GIVEN DATA ::
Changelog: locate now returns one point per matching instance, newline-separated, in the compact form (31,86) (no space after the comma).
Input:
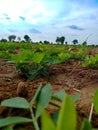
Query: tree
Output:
(46,42)
(60,40)
(3,40)
(19,39)
(84,43)
(75,41)
(12,38)
(27,38)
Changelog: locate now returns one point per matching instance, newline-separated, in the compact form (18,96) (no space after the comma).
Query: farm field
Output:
(71,68)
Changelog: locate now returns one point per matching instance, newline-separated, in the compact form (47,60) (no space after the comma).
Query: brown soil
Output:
(71,77)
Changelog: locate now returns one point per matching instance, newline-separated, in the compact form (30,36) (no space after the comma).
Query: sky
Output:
(47,19)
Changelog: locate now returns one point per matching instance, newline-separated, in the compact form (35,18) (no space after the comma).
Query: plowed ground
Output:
(71,77)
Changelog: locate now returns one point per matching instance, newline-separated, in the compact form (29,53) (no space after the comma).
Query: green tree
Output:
(12,38)
(27,38)
(3,40)
(60,40)
(57,40)
(19,39)
(84,43)
(75,41)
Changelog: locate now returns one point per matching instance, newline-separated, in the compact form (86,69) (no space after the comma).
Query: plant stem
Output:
(34,120)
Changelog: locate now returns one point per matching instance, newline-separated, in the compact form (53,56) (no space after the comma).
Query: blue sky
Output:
(47,19)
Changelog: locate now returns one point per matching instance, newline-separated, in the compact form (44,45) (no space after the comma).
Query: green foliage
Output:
(47,122)
(95,100)
(86,125)
(17,102)
(13,120)
(43,99)
(67,112)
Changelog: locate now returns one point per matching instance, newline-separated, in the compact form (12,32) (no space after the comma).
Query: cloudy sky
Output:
(47,19)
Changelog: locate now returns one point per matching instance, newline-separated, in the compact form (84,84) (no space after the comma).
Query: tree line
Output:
(59,40)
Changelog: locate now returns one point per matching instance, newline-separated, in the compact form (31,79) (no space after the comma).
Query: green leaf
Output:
(75,97)
(38,57)
(17,102)
(95,100)
(36,95)
(67,116)
(86,125)
(55,116)
(59,95)
(43,99)
(47,122)
(13,120)
(7,128)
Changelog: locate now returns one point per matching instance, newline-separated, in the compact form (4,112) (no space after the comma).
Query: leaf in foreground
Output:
(86,125)
(47,122)
(13,120)
(36,95)
(43,99)
(17,102)
(95,100)
(67,116)
(75,97)
(59,95)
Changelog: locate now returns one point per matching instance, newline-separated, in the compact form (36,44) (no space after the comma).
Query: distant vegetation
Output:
(59,40)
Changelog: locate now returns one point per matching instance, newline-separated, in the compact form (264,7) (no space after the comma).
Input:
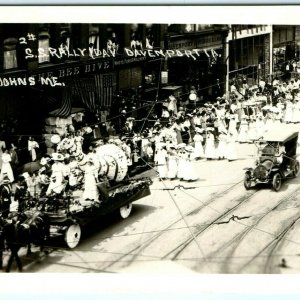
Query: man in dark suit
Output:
(5,196)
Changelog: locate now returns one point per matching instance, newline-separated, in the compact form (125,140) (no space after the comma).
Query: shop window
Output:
(149,44)
(65,36)
(44,43)
(136,41)
(112,39)
(94,39)
(10,54)
(189,28)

DIRECTION :: Copy every one of the items above verbatim, omitting the pictures.

SOLUTION ::
Changelog: locate now returns one point per matching instance, newline-separated, in the compact form (31,86) (no space after the comma).
Input:
Query: tree
Output:
(46,42)
(60,40)
(3,40)
(19,39)
(84,43)
(75,41)
(12,38)
(27,38)
Changelog: locate now returns one point per matching instance, newline-separated, in the compact form (18,96) (no space after the comma).
Query: farm field
Output:
(71,68)
Changelog: locate now returns one point per matching instance, newline-separated, in the compact form (47,60) (no space after the comma).
Query: brown soil
Output:
(71,77)
Changelog: locate now returns one point per matching instance, newline-separated, in the compact form (30,36) (no space after the comma).
Query: sky
Output:
(47,19)
Changelog: locate now returns one point per matching instance, newline-separated, in the compact form (35,18) (no space after the comma).
Query: plowed ground
Output:
(71,77)
Changelog: locate now returns one point per matching instance, newline-separated, in the compact form (29,53) (no space after the comma).
Query: green tree
Output:
(12,38)
(27,38)
(3,40)
(60,40)
(57,40)
(19,39)
(84,43)
(75,41)
Changelog: locate now returns one point per matching instance, newline-separated, in the compact form (86,69) (no space after the comma).
Query: plant stem
Output:
(34,120)
Changelog: locate now returns one point per matching instance, newline-separated, in the compact form (53,56) (no space after the comma).
Query: blue sky
Output:
(47,19)
Changelog: locate now returns one point per matching instance, newline-separated, in the compact form (44,45) (no space after the comma).
Query: green foliage
Output:
(47,122)
(95,100)
(86,125)
(17,102)
(13,120)
(43,99)
(67,112)
Changelog: locate now returns one point per matching instance, newline-separated, in the compact form (12,32) (no space after the comma).
Query: cloudy sky
Output:
(47,19)
Changelog: locate now returns one point per matching instance, newline-separated, in the compact form (84,84) (no space after the comma).
Query: tree line
Output:
(59,40)
Changelog: locate now returns one point per matching instance, newline-separated, in the compact form (31,79) (no space after the comma).
Query: green leaf
Output:
(75,97)
(38,57)
(17,102)
(95,100)
(36,95)
(67,116)
(86,125)
(55,116)
(59,95)
(43,99)
(47,122)
(13,120)
(7,128)
Changelog: locate now returns one point per matching instance, newline-separated, in the compact form (4,112) (no space after the comma).
Query: leaf in foreground
Output:
(86,125)
(47,122)
(13,120)
(36,95)
(43,99)
(17,102)
(95,100)
(67,116)
(75,97)
(59,95)
Changelog: locate now returns one point per matching instance, newline-separated, in the compact form (36,44) (no space after the comma).
Query: distant vegetation
Output:
(59,40)
Changelog: locate now returns one point per matching instance, newline-separated, in the compact form (264,7) (no space after the comma).
Input:
Query: man in dark suit
Output:
(5,196)
Changelog: locate now returns one point per matching instance, newline-separated, in the compact form (125,140) (no space after the comma).
Query: shop window
Output:
(149,44)
(65,36)
(44,43)
(136,41)
(112,39)
(94,39)
(10,54)
(189,28)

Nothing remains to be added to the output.